* **Fragment strony**:

►

LGBT to forma neomarksizmu
Możliwe (gdy mówimy o ruchu, nie - skłonnościach), zważywszy na to, że u nas sprawą zajmują się m.in. Zandberg z Czarzastym, a i Biedroń korzenie ma w SLD... tylko... co z tego? Klasyczny, XIX-wieczny, marksizm zwracał uwagę na poważne problemy społeczne, rażące niesprawiedliwości (pokazywane zresztą i np. przez nie-marksistę Reymonta w "Ziemi obiecanej"), itp. Czy dobrze chciał je rozwiązywać - to temat na inny wątek, ale wskazywał je zwykle trafnie. Sądzę, że tu jest podobnie.
Dehnel powinien sobie zdać sprawę, że nawet najbardziej zdegenerowany kibol Arki Gdynia stoi moralnie wyżej od tego całego LGBT. Kibole jak robią rozróbę to nie udają że se idą pokojowo itd. Weźmy derby Wisła-Cracovia - wiadomo, o co chodzi. Ci natomiast wprost przeciwnie. Jest to najgorszy typ zachowania społecznego. Tzn może są gorsze ale ten jest bardzo zły: najpierw zaczynają, tłuka kogoś a jak w odwecie sami oberwą to płaczą, że ich biją. Weźmy te wszystkie cipkomaryjki itp twórczość Podleśnej i profanacje.
Weźmy parcie na paradowanie z penisem na wierzchu i gołym zadkiem. Gościu zasuwający na czworakach a drugi go prowadzi na smyczy.
Czekaj, po kolei... Zachowanie kibola jest dla mnie - powiedzmy - moralnie obojętne, jak długo tłucze się z innymi kibolami, którzy podobne reguły akceptują (wspominałem nawet swego czasu, że może nie od rzeczy byłoby im zorganizować specjalne obszary, czy też areny, na których mogliby się bić bez ponoszenia karnych konsekwencji skoro to lubią, zrobić z ich walk legalny sport kontaktowy), jednak kiedy napada - choćby werbalnie (co łatwo może przejść do czynów przy takim temperamencie) - osoby postronne (bo nie podoba mu się np. ich gęba) moja ocena sytuacji zmienia się diametralnie (na to są i muszą być paragrafy).

◄

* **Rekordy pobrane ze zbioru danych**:
►

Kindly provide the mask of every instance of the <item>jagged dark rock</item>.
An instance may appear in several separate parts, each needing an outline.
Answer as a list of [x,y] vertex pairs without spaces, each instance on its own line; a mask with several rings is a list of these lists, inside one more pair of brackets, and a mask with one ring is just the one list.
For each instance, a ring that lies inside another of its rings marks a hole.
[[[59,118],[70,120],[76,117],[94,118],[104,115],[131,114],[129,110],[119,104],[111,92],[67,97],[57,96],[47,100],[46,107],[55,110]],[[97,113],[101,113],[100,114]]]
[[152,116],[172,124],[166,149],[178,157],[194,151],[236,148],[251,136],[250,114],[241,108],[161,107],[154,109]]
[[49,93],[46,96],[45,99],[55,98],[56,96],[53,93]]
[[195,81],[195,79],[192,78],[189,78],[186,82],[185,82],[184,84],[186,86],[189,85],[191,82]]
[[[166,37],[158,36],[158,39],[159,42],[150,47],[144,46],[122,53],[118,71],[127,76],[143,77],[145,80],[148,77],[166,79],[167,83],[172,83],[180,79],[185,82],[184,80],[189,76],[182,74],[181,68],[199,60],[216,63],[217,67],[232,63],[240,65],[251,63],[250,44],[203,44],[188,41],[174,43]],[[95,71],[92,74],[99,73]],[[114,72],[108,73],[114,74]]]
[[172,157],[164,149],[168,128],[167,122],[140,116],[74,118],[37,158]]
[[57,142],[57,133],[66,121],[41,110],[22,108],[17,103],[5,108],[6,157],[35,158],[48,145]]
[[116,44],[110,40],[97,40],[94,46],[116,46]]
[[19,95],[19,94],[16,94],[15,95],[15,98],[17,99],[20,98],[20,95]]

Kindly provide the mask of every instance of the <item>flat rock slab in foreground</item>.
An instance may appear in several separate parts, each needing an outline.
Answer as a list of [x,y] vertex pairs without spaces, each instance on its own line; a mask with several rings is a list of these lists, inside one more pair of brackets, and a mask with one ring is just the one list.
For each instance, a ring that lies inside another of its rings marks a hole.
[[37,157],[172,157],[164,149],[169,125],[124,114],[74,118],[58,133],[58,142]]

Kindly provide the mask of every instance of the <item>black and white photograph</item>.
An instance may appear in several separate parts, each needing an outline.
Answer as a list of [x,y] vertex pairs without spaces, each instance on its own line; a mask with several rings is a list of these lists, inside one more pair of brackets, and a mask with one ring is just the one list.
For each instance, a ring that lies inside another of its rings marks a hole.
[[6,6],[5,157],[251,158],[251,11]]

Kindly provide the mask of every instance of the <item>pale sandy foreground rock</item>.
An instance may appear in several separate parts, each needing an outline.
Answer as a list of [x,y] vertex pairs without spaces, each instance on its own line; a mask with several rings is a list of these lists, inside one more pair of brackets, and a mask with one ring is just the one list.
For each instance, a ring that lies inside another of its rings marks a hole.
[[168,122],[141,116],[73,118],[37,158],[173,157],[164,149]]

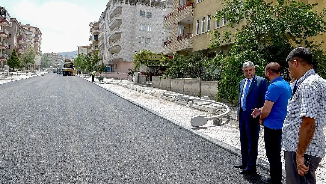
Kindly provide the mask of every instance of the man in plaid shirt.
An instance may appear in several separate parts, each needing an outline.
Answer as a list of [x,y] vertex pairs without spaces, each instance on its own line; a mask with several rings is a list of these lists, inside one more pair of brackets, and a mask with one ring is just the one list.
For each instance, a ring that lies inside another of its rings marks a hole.
[[315,171],[325,155],[326,81],[313,69],[312,54],[306,48],[294,49],[287,61],[298,79],[283,128],[287,183],[316,183]]

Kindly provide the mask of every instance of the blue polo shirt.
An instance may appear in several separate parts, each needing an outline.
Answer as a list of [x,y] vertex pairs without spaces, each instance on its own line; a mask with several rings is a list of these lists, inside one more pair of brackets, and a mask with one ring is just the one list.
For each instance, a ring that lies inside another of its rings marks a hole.
[[274,79],[267,89],[265,100],[274,102],[271,112],[264,119],[264,125],[271,129],[282,129],[288,113],[288,102],[292,90],[289,83],[281,76]]

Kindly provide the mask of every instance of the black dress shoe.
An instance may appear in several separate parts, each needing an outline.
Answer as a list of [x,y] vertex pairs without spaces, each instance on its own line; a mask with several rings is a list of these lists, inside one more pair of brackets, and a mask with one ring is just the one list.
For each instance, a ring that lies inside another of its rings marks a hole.
[[257,174],[257,171],[256,170],[249,169],[246,168],[240,171],[240,174],[243,175],[255,175]]
[[239,169],[245,169],[245,168],[246,167],[246,166],[244,166],[244,165],[243,165],[242,164],[241,164],[241,165],[235,165],[233,166],[233,167],[235,167],[235,168],[238,168]]
[[260,178],[260,179],[266,183],[272,184],[272,179],[270,177],[262,177]]

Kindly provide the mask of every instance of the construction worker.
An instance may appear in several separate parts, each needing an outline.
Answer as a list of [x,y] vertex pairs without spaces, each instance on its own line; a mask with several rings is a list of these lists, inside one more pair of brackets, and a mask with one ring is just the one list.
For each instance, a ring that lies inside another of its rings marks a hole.
[[94,78],[95,77],[95,74],[96,73],[96,70],[94,70],[93,72],[92,73],[92,81],[95,82],[95,81],[94,80]]

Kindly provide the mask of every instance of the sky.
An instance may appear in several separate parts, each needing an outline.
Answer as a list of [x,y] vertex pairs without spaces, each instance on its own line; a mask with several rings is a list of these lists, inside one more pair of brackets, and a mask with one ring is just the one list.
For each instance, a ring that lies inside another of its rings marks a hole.
[[[109,0],[0,0],[11,17],[39,28],[42,53],[77,50],[89,41],[91,21],[98,21]],[[96,3],[95,2],[96,2]]]

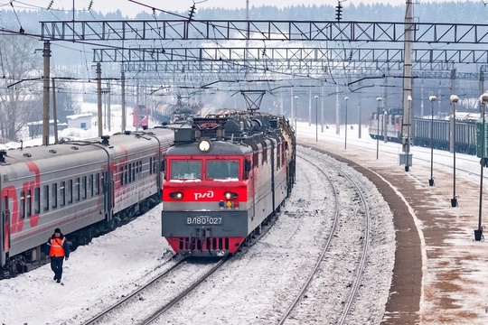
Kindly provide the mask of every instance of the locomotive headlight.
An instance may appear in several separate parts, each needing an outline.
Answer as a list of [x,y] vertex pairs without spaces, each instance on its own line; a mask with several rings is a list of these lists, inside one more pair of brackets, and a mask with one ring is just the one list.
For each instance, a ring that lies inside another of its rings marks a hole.
[[176,192],[171,192],[170,198],[174,200],[182,200],[183,199],[183,193],[181,191]]
[[238,197],[238,194],[236,192],[231,192],[231,191],[226,191],[224,193],[224,198],[225,200],[232,200],[232,199],[237,199]]
[[210,150],[210,147],[211,147],[211,144],[210,144],[210,141],[208,140],[202,140],[198,144],[198,149],[200,149],[200,151],[202,153],[208,152]]

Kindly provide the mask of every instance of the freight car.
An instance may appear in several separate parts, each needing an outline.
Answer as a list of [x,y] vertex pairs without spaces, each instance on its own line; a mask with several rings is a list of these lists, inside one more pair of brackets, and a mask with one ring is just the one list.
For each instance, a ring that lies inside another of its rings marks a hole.
[[[373,139],[401,143],[402,110],[388,110],[386,114],[372,113],[370,116],[369,133]],[[378,127],[380,125],[380,127]],[[450,150],[451,122],[449,120],[414,117],[412,137],[414,145],[438,150]],[[431,135],[432,133],[432,135]],[[432,144],[431,144],[432,141]],[[455,121],[455,151],[476,154],[478,136],[476,122]]]
[[0,278],[45,260],[56,228],[75,247],[161,201],[171,130],[0,151]]
[[176,129],[166,153],[162,235],[182,255],[235,253],[289,195],[295,150],[281,116],[226,111]]

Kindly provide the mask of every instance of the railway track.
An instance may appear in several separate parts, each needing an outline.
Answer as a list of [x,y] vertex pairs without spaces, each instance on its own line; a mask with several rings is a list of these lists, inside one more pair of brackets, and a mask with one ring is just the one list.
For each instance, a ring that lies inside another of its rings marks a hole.
[[[312,292],[312,295],[314,295],[314,283],[321,283],[321,274],[322,276],[324,276],[324,274],[327,272],[324,272],[327,268],[331,267],[331,263],[333,263],[333,259],[325,261],[324,258],[327,255],[333,255],[333,250],[337,247],[337,246],[341,246],[342,240],[347,240],[343,238],[343,231],[342,232],[340,230],[341,224],[344,224],[344,218],[347,218],[348,215],[344,215],[343,212],[341,212],[341,198],[340,198],[340,190],[337,186],[334,185],[334,182],[336,181],[333,180],[329,175],[327,174],[330,172],[328,171],[325,172],[323,168],[319,167],[313,160],[305,158],[304,155],[299,155],[298,158],[300,158],[303,161],[307,162],[307,163],[311,164],[314,167],[316,171],[321,174],[321,177],[324,180],[327,180],[330,186],[333,189],[333,201],[334,201],[334,213],[333,213],[333,220],[332,222],[332,225],[330,226],[330,229],[327,232],[327,240],[325,241],[324,245],[322,247],[322,252],[319,255],[319,257],[317,258],[314,266],[313,267],[312,271],[310,272],[308,277],[305,281],[305,283],[302,284],[301,289],[298,291],[298,292],[296,294],[296,298],[293,300],[293,302],[290,303],[288,309],[282,315],[282,318],[280,319],[278,324],[284,324],[286,320],[295,319],[296,320],[299,319],[300,316],[296,317],[294,316],[294,313],[300,314],[300,306],[301,303],[304,303],[304,301],[305,298],[307,298],[306,292],[308,291]],[[349,314],[351,313],[351,311],[353,306],[354,302],[354,297],[356,296],[360,285],[361,283],[361,278],[364,272],[364,269],[366,267],[366,260],[368,256],[368,249],[370,246],[370,234],[371,234],[371,217],[370,217],[370,210],[368,209],[367,205],[367,200],[362,195],[362,191],[364,190],[360,187],[360,185],[354,181],[354,180],[349,176],[347,173],[344,173],[343,172],[343,167],[341,167],[339,163],[333,163],[330,161],[327,162],[327,164],[337,171],[339,174],[343,176],[347,181],[352,184],[352,187],[353,188],[353,190],[355,191],[354,198],[357,199],[357,210],[355,216],[361,216],[363,217],[363,223],[364,223],[364,229],[362,230],[362,237],[361,237],[361,246],[362,248],[361,252],[359,252],[359,255],[357,255],[355,258],[357,258],[356,261],[352,261],[355,265],[354,269],[355,272],[351,272],[351,274],[354,274],[353,275],[350,275],[349,279],[346,280],[351,283],[351,285],[348,285],[348,293],[346,293],[345,296],[343,295],[341,302],[335,302],[335,303],[338,303],[338,306],[335,307],[335,310],[337,310],[337,315],[328,315],[328,320],[334,320],[334,324],[344,324],[345,321],[348,320]],[[349,217],[354,217],[354,215]],[[332,262],[331,262],[332,261]],[[317,286],[316,284],[314,285]],[[346,291],[346,290],[345,290]],[[333,302],[330,302],[331,303],[334,303]]]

◄

* **Cel ćwiczenia**: Przepisz bez zmian część fragmentu strony, zaczynając od słów „Czekaj, po kolei...” i kontynuując aż do słów „muszą być paragrafy).”.

* **Rozwiązanie pisemne**:
Czekaj, po kolei... Zachowanie kibola jest dla mnie - powiedzmy - moralnie obojętne, jak długo tłucze się z innymi kibolami, którzy podobne reguły akceptują (wspominałem nawet swego czasu, że może nie od rzeczy byłoby im zorganizować specjalne obszary, czy też areny, na których mogliby się bić bez ponoszenia karnych konsekwencji skoro to lubią, zrobić z ich walk legalny sport kontaktowy), jednak kiedy napada - choćby werbalnie (co łatwo może przejść do czynów przy takim temperamencie) - osoby postronne (bo nie podoba mu się np. ich gęba) moja ocena sytuacji zmienia się diametralnie (na to są i muszą być paragrafy).